(Lines of data)
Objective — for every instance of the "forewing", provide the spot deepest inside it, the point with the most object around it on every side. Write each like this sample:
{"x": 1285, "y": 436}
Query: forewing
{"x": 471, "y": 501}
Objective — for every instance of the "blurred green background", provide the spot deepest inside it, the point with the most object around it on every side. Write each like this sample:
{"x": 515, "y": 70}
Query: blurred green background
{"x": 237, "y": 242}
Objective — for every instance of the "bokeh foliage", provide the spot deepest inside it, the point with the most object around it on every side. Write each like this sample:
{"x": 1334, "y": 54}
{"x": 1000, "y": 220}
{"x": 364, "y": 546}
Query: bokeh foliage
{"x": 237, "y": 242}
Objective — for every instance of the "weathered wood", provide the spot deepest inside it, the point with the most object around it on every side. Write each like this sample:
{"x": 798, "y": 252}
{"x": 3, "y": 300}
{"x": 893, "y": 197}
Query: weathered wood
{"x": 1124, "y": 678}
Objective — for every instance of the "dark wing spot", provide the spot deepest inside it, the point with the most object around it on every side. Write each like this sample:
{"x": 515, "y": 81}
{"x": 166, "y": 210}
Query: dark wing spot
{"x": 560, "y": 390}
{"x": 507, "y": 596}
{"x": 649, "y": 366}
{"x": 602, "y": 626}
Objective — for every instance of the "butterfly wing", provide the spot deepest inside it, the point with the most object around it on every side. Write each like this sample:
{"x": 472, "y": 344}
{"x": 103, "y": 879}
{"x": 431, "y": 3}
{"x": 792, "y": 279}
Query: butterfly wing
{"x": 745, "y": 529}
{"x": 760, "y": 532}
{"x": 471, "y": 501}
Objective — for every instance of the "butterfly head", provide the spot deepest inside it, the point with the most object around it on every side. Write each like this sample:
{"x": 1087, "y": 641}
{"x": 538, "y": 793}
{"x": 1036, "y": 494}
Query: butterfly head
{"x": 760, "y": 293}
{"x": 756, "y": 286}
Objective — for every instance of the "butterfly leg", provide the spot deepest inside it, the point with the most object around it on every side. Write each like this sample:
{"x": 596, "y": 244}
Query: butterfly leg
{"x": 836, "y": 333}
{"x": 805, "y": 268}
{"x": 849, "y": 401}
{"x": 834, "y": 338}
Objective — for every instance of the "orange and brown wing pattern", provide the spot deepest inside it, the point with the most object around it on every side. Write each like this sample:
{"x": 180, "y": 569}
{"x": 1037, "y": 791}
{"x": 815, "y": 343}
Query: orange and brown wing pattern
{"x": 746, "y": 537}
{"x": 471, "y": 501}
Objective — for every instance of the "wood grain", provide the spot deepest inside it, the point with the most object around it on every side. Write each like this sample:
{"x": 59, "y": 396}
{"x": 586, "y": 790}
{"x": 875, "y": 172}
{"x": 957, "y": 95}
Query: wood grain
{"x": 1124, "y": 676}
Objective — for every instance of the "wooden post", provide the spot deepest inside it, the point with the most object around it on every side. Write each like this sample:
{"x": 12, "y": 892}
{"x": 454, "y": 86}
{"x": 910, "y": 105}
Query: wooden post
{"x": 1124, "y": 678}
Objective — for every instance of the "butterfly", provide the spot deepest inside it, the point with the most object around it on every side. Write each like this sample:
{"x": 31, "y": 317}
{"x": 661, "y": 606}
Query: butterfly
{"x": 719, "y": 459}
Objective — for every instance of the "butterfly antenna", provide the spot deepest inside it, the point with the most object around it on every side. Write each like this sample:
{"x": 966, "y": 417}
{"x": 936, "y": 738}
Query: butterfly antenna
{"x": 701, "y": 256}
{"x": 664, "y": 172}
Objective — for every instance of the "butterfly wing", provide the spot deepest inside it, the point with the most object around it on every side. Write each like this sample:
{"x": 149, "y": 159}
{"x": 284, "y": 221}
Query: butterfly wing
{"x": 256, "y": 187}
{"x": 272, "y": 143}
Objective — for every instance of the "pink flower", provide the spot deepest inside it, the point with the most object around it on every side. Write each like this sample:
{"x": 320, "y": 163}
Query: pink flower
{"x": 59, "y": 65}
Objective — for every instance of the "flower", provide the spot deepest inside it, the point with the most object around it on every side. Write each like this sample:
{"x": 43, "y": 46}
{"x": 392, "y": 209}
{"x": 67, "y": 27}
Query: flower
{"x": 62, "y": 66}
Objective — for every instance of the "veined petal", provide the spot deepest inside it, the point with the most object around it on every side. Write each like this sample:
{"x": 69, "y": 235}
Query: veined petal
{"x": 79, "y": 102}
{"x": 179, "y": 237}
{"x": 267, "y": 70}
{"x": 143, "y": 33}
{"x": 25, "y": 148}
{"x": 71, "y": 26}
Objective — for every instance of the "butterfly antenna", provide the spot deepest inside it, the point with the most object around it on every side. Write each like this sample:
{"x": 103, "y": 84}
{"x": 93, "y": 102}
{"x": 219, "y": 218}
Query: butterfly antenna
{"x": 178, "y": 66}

(TASK PROMPT): Write out the records above again, keeping each one identical to the original.

(WRITTEN RESPONSE):
Objective — for every instance of the "forewing", provide the spot deepest inside it, the point with the most object around it on every side. Write each like this sample:
{"x": 1285, "y": 436}
Query: forewing
{"x": 471, "y": 501}
Objective — for every instance of the "blurred green background", provide the spot deepest inside it, the point with the most object around it on every side. Write each like this sample:
{"x": 515, "y": 70}
Query: blurred green background
{"x": 237, "y": 242}
Objective — for every instance of the "bokeh foliage", provide the spot deepest inside it, the point with the most object around it on every side. Write each like this sample:
{"x": 1334, "y": 54}
{"x": 1000, "y": 220}
{"x": 364, "y": 546}
Query: bokeh foliage
{"x": 237, "y": 242}
Objective — for every instance of the "weathered wood", provide the spot deepest inside it, the point with the most object around it on every side. Write each like this sample:
{"x": 798, "y": 252}
{"x": 3, "y": 300}
{"x": 893, "y": 197}
Query: weathered wood
{"x": 1124, "y": 678}
Objective — for every instance of the "dark wing spot", provide the spot deepest inside it, the point with the most object around it on every side. Write each like this sample:
{"x": 515, "y": 81}
{"x": 166, "y": 210}
Query: dark wing spot
{"x": 560, "y": 390}
{"x": 507, "y": 596}
{"x": 649, "y": 366}
{"x": 602, "y": 626}
Objective — for every instance of the "butterfly wing", provide the spot deepest inside it, the point with the most object around it on every side. Write each like this sample:
{"x": 472, "y": 344}
{"x": 103, "y": 879}
{"x": 431, "y": 3}
{"x": 792, "y": 279}
Query: butterfly wing
{"x": 745, "y": 529}
{"x": 760, "y": 532}
{"x": 471, "y": 501}
Objective — for every instance of the "butterfly head", provide the spot deepest inside it, the point with the most object around it on every side. Write each like this sample:
{"x": 1087, "y": 641}
{"x": 538, "y": 793}
{"x": 1036, "y": 494}
Query: butterfly head
{"x": 760, "y": 293}
{"x": 756, "y": 286}
Objective — for every instance of the "butterfly leg", provide the spot deepest inside it, the point with the most object around it on every side. Write each like this sample:
{"x": 596, "y": 244}
Query: butterfly leg
{"x": 836, "y": 333}
{"x": 805, "y": 268}
{"x": 849, "y": 401}
{"x": 834, "y": 338}
Objective — for every instance of the "orange and brown wing pattern", provide the spot deepest inside it, the point with the most object around it on every side. Write each like this sample:
{"x": 180, "y": 569}
{"x": 1037, "y": 791}
{"x": 815, "y": 343}
Query: orange and brown wing pattern
{"x": 746, "y": 537}
{"x": 471, "y": 501}
Objective — for every instance of the "wood grain", provide the spot deepest inside it, the point with the most object around it on every side. Write each like this sample:
{"x": 59, "y": 396}
{"x": 586, "y": 790}
{"x": 875, "y": 172}
{"x": 957, "y": 95}
Query: wood grain
{"x": 1124, "y": 676}
Objective — for every instance of the "wooden post", provide the spot deepest inside it, the point with the most object around it on every side. Write each like this sample:
{"x": 12, "y": 892}
{"x": 454, "y": 86}
{"x": 910, "y": 105}
Query: wooden post
{"x": 1124, "y": 678}
Objective — for every instance of the "butterfly", provide the spot deepest inside it, the point with the most object around it on every side. Write each like this sample:
{"x": 31, "y": 317}
{"x": 661, "y": 606}
Query: butterfly
{"x": 719, "y": 459}
Objective — for every instance of the "butterfly antenna", provide the spot deepest inside it, the point with the most object around it on every side. Write each like this sample:
{"x": 966, "y": 417}
{"x": 936, "y": 738}
Query: butterfly antenna
{"x": 701, "y": 256}
{"x": 664, "y": 172}
Objective — for every instance of the "butterfly wing", provide the spot deepest inside it, the point with the most object around it on every side. Write each like this sample:
{"x": 149, "y": 159}
{"x": 284, "y": 221}
Query: butterfly wing
{"x": 256, "y": 187}
{"x": 272, "y": 143}
Objective — for every instance of the "pink flower", provide the spot deepest inside it, the point with the most object around it on every side. Write each like this sample:
{"x": 320, "y": 163}
Query: pink flower
{"x": 59, "y": 65}
Objective — for every instance of the "flower", provide the spot deepest inside it, the point with the most object around it on every side. Write each like this sample:
{"x": 43, "y": 46}
{"x": 392, "y": 209}
{"x": 67, "y": 27}
Query: flower
{"x": 62, "y": 66}
Objective — for every instance of the "veined petal", provide the spot deepest inside it, the point with the most object around it on every side. Write each like this sample:
{"x": 69, "y": 235}
Query: veined petal
{"x": 79, "y": 102}
{"x": 179, "y": 237}
{"x": 267, "y": 70}
{"x": 143, "y": 33}
{"x": 25, "y": 148}
{"x": 71, "y": 26}
Objective — for every instance of the "butterfly antenna", provide the spot deepest inside it, the point with the most object around it on every side. Write each like this sample:
{"x": 103, "y": 84}
{"x": 93, "y": 102}
{"x": 219, "y": 218}
Query: butterfly antenna
{"x": 178, "y": 66}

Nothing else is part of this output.